-- EXTRACTED DATA start --
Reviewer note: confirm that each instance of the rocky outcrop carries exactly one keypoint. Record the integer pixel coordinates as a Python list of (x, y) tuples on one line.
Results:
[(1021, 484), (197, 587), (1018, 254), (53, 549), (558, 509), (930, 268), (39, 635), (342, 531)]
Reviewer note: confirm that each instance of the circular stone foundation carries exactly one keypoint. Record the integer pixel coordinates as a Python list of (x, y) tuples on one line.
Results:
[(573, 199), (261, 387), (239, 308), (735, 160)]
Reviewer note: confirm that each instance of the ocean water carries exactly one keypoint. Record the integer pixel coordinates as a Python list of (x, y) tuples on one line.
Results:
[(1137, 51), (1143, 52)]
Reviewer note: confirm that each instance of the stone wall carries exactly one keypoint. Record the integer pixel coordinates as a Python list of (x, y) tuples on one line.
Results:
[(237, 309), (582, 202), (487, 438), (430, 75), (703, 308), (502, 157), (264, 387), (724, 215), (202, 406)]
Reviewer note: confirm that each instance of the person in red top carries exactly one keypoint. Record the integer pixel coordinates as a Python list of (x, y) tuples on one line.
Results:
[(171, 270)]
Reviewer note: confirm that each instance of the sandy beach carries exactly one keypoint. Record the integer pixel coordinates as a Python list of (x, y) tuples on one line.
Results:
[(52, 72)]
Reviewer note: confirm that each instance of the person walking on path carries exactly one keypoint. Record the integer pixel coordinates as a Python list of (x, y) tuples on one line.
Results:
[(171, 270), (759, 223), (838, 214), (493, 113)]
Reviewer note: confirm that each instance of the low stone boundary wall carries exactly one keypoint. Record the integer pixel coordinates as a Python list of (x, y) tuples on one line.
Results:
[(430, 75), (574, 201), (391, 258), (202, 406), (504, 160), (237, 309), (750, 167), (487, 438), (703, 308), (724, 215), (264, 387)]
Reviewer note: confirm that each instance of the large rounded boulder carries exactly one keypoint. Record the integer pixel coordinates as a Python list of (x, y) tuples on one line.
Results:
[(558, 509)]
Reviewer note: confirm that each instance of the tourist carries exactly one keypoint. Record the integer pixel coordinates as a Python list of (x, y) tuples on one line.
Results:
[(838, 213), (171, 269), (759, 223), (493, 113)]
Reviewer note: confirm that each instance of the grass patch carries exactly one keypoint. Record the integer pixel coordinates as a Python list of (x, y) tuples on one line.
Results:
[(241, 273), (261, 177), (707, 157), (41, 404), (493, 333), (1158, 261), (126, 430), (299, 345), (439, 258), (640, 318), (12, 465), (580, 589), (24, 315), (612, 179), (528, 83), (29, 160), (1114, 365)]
-- EXTRACTED DATA end --
▶ **AIM**
Reproduce the data starting at the line containing "Reviewer note: confirm that each instance of the ocean" and ending at the line containing "[(171, 270)]", with both of those lines included. Raise every coordinate in the results by 57.

▶ **SOLUTION TO THE EXERCISE**
Reviewer note: confirm that each instance of the ocean water carries exactly one keypoint. Record the integer pixel coordinates as a Python list of (x, y) tuples on one line.
Results:
[(1194, 108), (1200, 109)]
Reviewer note: confirm that each instance of the stone wall carries exactly one keypoint. Record the integer pixel coordinates as a Python list of (x, y) tuples on one line.
Results:
[(294, 366), (639, 259), (544, 495), (487, 132), (760, 365), (559, 214), (321, 444), (781, 272), (259, 463)]
Reviewer note: confirm that each instance of the person in red top carries exactly one keypoint. Record the integer pixel coordinates as a Python list of (x, y) tuples on one line.
Results:
[(228, 327)]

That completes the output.